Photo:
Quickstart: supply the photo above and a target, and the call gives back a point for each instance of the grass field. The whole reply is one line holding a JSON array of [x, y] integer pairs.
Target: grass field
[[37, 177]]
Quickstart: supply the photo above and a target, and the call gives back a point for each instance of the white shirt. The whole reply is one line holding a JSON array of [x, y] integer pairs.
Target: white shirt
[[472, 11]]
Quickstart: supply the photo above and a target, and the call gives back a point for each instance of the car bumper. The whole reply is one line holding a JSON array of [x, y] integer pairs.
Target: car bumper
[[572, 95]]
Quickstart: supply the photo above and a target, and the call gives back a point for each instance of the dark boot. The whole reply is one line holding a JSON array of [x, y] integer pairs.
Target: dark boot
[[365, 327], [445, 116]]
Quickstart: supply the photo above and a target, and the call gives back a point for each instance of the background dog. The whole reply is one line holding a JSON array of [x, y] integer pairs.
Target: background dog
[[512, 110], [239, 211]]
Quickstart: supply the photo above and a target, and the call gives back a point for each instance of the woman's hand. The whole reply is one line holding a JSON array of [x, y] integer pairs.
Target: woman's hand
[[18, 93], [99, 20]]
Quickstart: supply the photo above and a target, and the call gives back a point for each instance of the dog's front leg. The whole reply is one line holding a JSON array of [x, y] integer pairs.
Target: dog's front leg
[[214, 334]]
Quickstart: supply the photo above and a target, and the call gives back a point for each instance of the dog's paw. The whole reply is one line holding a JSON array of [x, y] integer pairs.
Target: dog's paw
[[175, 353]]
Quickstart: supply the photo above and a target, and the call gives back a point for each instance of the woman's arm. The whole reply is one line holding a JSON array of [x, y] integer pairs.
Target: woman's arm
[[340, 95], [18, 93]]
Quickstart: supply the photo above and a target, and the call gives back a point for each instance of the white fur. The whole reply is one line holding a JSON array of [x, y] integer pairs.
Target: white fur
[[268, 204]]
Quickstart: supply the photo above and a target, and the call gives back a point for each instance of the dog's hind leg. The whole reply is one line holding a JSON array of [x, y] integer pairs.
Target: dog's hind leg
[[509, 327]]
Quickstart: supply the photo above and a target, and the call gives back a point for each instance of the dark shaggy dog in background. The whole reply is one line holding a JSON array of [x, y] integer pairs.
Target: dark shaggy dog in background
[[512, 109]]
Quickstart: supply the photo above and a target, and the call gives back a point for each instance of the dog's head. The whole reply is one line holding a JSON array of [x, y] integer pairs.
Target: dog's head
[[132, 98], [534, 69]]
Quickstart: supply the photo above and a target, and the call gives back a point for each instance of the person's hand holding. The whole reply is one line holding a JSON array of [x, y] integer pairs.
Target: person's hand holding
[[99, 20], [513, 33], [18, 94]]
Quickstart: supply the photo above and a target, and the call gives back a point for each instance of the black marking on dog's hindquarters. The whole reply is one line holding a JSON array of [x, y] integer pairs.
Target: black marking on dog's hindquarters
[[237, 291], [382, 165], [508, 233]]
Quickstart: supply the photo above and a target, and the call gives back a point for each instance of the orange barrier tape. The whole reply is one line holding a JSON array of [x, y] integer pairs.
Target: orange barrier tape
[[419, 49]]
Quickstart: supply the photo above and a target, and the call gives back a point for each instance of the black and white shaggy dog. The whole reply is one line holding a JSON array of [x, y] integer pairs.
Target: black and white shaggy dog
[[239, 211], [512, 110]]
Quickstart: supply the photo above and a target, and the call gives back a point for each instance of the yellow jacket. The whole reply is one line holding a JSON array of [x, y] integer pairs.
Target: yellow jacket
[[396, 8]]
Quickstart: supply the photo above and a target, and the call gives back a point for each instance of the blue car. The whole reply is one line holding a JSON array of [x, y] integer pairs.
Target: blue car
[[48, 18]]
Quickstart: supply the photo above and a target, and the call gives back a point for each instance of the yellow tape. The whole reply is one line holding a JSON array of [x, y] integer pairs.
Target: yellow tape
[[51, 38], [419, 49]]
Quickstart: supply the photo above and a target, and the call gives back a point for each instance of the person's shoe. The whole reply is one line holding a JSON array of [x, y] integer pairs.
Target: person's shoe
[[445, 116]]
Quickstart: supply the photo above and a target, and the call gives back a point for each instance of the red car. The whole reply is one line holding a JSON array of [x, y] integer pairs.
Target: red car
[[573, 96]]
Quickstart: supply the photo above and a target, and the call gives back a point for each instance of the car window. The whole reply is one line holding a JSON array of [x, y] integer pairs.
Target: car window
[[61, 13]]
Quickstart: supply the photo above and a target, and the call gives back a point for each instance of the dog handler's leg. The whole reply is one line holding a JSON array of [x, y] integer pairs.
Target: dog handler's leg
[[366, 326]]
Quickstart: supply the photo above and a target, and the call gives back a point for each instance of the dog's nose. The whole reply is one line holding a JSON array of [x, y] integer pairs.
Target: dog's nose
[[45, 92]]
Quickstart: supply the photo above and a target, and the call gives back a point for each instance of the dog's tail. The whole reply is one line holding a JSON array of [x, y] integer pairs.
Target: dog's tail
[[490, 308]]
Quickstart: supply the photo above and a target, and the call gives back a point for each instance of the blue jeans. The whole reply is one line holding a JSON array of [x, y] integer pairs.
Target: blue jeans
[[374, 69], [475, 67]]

┄┄┄┄┄┄

Written exercise = Rewrite every one of the records above, putting "the endpoint" wherever "the call" appears and leaving all other text unchanged.

Task answer =
Photo:
Quickstart: supply the photo above and a target, and the endpoint gives back a point for each instance of the grass field. The whole reply is one line holding a JSON array of [x, y] integer pairs.
Target: grass field
[[37, 177]]
Quickstart: supply the photo above and a target, and the endpoint gives back a point for each instance of the white shirt. The whole reply is one line holding a JSON array of [x, y] integer pairs.
Target: white shirt
[[472, 11]]
Quickstart: supply the photo above and a target, and the endpoint gives back a point for each instance of the car bumper. The whole reply is one line holding a JSON array of [x, y] integer pairs.
Target: car bumper
[[572, 95]]
Quickstart: supply the photo above and a target, and the endpoint gives back a point for each instance of the dark boot. The whole reply is one line holding a JSON array of [x, y] integer pairs.
Target: dark boot
[[365, 327], [445, 116]]
Quickstart: supply the photo above and a target, and the endpoint gives back a point for each instance of the background dog. The whole reply is one line holding a JSON array of [x, y] integer pairs.
Target: background dog
[[512, 110], [239, 211]]
Quickstart: supply the photo above and a target, and the endpoint gives back a point for each instance of the woman's hand. The whole reply is one line holding a JSON array of [x, y] integer pairs.
Target: woman's hand
[[18, 93], [99, 20]]
Quickstart: supply the photo above and a target, and the endpoint gives back a point for each instance of the dog's front leg. The whole reply is one line holding a JSON array of [x, y] integer pairs.
Target: dog's front leg
[[214, 334]]
Quickstart: supply the photo above and a target, and the endpoint gives back a point for each instance of the dog's paw. The whole reply is one line holding a JSON array of [x, y] integer pairs.
Target: dog's paw
[[175, 353]]
Quickstart: supply the photo above and a target, and the endpoint gives back a point for each instance of the woman's arm. The whole reply is one line holding a JSON array of [x, y] integer pairs.
Target: woman's arm
[[340, 95], [18, 93]]
Quickstart: supply the photo above and a target, and the endpoint gives back a point for each instance of the white fur. The whole reply is one line holding a JSON array of [x, y] integer pairs.
Target: white fur
[[268, 204]]
Quickstart: supply the photo above and a target, and the endpoint gives back a point for each instance of the dog's hind leg. The whole reply is one line holding a JSON array of [x, y] integer pairs.
Target: dog's hind leg
[[509, 327]]
Quickstart: supply the photo above and a target, and the endpoint gives back a point for each instance of the dark shaggy dog in background. The whole reply is one line holding a JSON array of [x, y] integer pairs.
Target: dark shaggy dog in background
[[512, 109]]
Quickstart: supply the photo above and a target, and the endpoint gives back a point for each instance of the dog's head. The whole reply is one line holding a JSON array of [x, y] integer pairs.
Target: dog's head
[[132, 98], [534, 69]]
Quickstart: supply the photo above and a target, and the endpoint gives back a point for each instance of the person's hand holding. The whole reply is one line holding a JSON array of [x, y] integer pairs.
Target: person's hand holding
[[99, 20], [513, 33], [18, 94]]
Quickstart: supply the photo above and a target, and the endpoint gives back a point for each instance of the black marking on dog's hindquarters. The whole reply is one line holding a JSON array of [x, y] integer pairs.
Target: black marking on dog's hindquarters
[[237, 291], [382, 165], [508, 233]]
Quickstart: supply the photo above and a target, and the endpoint gives back a point for each instance of the orange barrier tape. The whole reply is one line holding a JSON array of [x, y] integer pairs.
Target: orange barrier tape
[[419, 49]]
Quickstart: supply the photo above and a target, and the endpoint gives back a point for each instance of the black and white shaggy dog. The whole reply is one line holding a JSON array of [x, y] integer pairs.
Target: black and white shaggy dog
[[239, 211], [512, 110]]
Quickstart: supply the photo above and a target, and the endpoint gives back a point for each instance of the yellow jacket. The whole reply is one line holding a JSON array of [x, y] integer pairs.
Target: yellow jacket
[[396, 8]]
Quickstart: supply the photo above and a target, and the endpoint gives back a point for each instance of the blue car. The whole reply is one line holding a JSON array of [x, y] integer pairs.
Target: blue car
[[48, 18]]
Quickstart: supply the photo above and a target, and the endpoint gives back a point for each instance of the yellow tape. The whole reply is one line holding a JSON array of [x, y] integer pairs.
Target: yellow tape
[[51, 38], [419, 49]]
Quickstart: supply the photo above and a target, and the endpoint gives back a point for each instance of the person's shoe. The whole reply is one line holding a JSON array of [x, y] integer pairs.
Target: person's shoe
[[445, 116]]
Quickstart: supply the photo above and a target, and the endpoint gives back a point for each instance of the red car. The whole reply is one line holding a JSON array of [x, y] integer pairs.
Target: red car
[[573, 96]]
Quickstart: supply the photo above and a target, and the endpoint gives back a point for each instance of the car window. The whole reply is one line holding a JSON array of [x, y] integer pairs.
Target: car window
[[61, 13]]
Quickstart: supply the photo above and a target, and the endpoint gives back a point for each instance of the dog handler's leg. The whole reply is one line holding a JSON array of [x, y] integer pairs.
Target: dog handler's leg
[[366, 326]]
Quickstart: supply the photo above and a target, and the endpoint gives back a point for each instance of the dog's nose. The whole reply is one line holding a JSON array of [x, y] integer pairs.
Target: dog's nose
[[45, 92]]
Quickstart: supply the photo above and a target, and the endpoint gives back a point for each instance of the dog's tail. The whole reply is one line holding a JSON array of [x, y] integer pairs.
Target: dog's tail
[[490, 308]]
Quickstart: supply the photo above and a target, and the endpoint gives back a point for each instance of the blue jeans. The whole reply is one line holding a JSON array of [x, y] integer pairs.
Target: blue jeans
[[374, 69], [475, 67]]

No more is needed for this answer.